External datasets in ES


(Michael) #1

From
reading http://www.elasticsearch.org/blog/enriching-searches-open-geo-data/
I have a few questions I hope the community might be able to answer

The post uses an open dataset in a static csv to map German cities meeting
certain conditions in Kibana as an example

I was wondering if its possible to take that idea and

  1. Combine an static csv dataset with other ES data so sticking with the
    Cities example I would be able to live map the visitors to my german
    website from cities with populations > 100k from the same ES cluster and
    ideally the same kibana interface
  2. If it is possible how do I then update the population details when a
    newer version of the dataset is available without ending up with 2 of every
    German city with possibly conflicting population values

Any ideas?

--
You received this message because you are subscribed to the Google Groups "elasticsearch" group.
To unsubscribe from this group and stop receiving emails from it, send an email to elasticsearch+unsubscribe@googlegroups.com.
To view this discussion on the web visit https://groups.google.com/d/msgid/elasticsearch/76a076dd-d839-4b30-bed6-f11c2577550d%40googlegroups.com.
For more options, visit https://groups.google.com/d/optout.

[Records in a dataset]
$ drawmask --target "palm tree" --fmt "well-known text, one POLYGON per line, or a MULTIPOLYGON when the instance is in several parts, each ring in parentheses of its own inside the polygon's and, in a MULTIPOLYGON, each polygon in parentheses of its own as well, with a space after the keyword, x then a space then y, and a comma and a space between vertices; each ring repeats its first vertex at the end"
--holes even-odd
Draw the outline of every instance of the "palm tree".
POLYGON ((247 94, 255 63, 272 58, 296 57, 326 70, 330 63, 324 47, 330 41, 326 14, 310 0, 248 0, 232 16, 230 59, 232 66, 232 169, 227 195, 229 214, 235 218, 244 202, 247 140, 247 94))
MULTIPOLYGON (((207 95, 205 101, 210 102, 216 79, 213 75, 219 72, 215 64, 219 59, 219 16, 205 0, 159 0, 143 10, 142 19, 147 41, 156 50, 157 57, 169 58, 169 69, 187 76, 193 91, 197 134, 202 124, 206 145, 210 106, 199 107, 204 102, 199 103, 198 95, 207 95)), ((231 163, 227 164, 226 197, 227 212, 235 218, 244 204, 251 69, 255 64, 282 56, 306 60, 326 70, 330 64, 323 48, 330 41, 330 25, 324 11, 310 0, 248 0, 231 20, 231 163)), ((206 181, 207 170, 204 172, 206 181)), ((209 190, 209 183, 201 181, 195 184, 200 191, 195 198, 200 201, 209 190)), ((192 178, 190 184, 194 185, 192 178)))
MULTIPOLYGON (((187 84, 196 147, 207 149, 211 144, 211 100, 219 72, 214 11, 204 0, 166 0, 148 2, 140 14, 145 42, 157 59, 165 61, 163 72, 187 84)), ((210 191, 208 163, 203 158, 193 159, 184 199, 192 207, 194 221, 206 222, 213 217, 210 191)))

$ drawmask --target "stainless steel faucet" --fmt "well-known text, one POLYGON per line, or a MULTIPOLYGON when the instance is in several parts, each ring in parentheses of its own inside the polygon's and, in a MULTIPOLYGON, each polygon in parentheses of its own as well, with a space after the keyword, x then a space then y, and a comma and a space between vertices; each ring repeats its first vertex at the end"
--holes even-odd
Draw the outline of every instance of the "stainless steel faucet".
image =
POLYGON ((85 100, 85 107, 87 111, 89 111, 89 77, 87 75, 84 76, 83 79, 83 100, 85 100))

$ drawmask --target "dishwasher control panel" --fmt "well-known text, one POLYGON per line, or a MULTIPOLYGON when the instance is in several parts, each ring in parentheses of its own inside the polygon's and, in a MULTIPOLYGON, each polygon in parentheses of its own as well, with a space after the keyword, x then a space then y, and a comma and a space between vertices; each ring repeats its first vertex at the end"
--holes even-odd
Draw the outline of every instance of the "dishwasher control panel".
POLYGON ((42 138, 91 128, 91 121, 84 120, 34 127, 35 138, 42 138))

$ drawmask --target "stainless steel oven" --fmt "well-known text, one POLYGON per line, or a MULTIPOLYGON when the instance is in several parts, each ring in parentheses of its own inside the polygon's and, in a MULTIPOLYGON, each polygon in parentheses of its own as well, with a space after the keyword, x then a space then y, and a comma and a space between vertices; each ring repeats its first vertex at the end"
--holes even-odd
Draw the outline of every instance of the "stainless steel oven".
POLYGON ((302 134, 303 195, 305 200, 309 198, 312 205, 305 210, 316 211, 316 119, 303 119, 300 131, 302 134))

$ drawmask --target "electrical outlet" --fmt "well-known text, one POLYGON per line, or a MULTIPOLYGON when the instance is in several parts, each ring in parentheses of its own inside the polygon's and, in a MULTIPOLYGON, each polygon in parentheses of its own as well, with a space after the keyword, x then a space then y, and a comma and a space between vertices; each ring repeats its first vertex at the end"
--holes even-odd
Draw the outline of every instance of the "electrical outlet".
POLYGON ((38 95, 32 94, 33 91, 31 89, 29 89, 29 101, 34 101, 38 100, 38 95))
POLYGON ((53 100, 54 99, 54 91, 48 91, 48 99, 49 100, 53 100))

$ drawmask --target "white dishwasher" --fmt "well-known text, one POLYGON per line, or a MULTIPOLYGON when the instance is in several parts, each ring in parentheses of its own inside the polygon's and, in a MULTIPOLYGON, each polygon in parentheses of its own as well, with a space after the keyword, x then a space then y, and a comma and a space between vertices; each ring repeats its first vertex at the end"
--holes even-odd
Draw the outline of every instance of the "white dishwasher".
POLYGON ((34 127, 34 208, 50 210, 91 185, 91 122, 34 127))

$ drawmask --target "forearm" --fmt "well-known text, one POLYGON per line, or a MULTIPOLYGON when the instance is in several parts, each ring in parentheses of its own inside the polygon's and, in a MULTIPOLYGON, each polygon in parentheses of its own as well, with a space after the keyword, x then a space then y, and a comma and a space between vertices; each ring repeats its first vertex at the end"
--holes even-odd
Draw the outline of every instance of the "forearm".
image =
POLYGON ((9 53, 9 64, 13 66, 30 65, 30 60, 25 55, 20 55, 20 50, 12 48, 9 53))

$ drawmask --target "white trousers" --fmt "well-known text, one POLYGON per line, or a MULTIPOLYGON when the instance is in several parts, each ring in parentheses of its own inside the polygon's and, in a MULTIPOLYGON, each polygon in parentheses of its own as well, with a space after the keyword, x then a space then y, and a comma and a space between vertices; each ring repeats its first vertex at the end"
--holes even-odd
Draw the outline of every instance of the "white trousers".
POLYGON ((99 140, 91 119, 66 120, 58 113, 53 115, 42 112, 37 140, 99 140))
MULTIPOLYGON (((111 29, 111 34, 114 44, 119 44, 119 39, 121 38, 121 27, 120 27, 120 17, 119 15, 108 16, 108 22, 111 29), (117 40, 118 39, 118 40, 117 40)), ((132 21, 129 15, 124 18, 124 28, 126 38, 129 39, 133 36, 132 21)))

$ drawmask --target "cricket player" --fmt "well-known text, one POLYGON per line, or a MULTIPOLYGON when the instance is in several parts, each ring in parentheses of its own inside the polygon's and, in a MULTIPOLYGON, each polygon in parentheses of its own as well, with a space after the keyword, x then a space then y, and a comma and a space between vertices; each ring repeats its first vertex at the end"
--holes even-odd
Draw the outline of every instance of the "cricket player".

Problem details:
Answer these three questions using the forum post on external datasets in ES.
1. In what kind of file is the open dataset from the blog post stored?
2. What population size does the poster want the mapped German cities to exceed?
3. Which Google Group is the message posted to?

Response:
1. A static csv file.
2. 100k.
3. The "elasticsearch" group.